== What is required ==
What is needed here is a faithful repeat of every entry, with no character changed.

[Dataset entries]
==========

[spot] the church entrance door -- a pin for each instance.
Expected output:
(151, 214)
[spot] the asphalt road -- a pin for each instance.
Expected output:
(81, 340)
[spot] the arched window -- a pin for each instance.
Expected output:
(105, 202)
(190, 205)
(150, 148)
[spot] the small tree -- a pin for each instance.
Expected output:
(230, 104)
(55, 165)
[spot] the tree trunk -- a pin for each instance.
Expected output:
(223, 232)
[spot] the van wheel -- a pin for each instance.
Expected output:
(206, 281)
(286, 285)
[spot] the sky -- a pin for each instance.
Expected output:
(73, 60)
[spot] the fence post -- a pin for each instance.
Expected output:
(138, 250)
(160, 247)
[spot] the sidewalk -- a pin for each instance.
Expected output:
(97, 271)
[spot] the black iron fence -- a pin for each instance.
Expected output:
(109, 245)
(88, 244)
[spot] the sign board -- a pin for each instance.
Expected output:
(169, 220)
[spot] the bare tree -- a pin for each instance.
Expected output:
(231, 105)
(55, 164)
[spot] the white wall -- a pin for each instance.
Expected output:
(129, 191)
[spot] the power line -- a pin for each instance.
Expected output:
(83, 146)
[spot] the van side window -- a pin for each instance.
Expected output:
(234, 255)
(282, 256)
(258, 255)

==========

== Solution ==
[spot] the church entrance door -- a pin for each instance.
Expected output:
(151, 214)
[spot] the asphalt road -- a pin for each instance.
Expected output:
(81, 340)
[spot] the arched window -- a pin for each instance.
Expected output:
(105, 202)
(190, 205)
(150, 148)
[spot] the small tree -- a pin for each instance.
Expected output:
(230, 104)
(55, 165)
[spot] the tree trunk -- a pin for each instance.
Expected output:
(223, 232)
[spot] the van wheel -- a pin for each instance.
Expected output:
(206, 281)
(286, 285)
[spot] the sky -- a pin for each instance.
Expected output:
(73, 60)
[spot] the fence post -- a pin for each instance.
Expected output:
(138, 250)
(160, 247)
[spot] the sidewalk -- a pin for each instance.
Expected output:
(97, 271)
[spot] the black iron fence -- a pin for each instance.
Expected output:
(109, 245)
(88, 244)
[spot] the sign board -- a pin for each instance.
Expected output:
(169, 220)
[spot] the bare tree -- a pin for each instance.
Expected output:
(231, 105)
(55, 164)
[spot] the white wall -- a pin for each instance.
Expected output:
(129, 191)
[spot] the power line -- a pin for each instance.
Expected output:
(83, 146)
[spot] the van side window -- a pin for each instance.
Expected output:
(234, 255)
(282, 256)
(258, 255)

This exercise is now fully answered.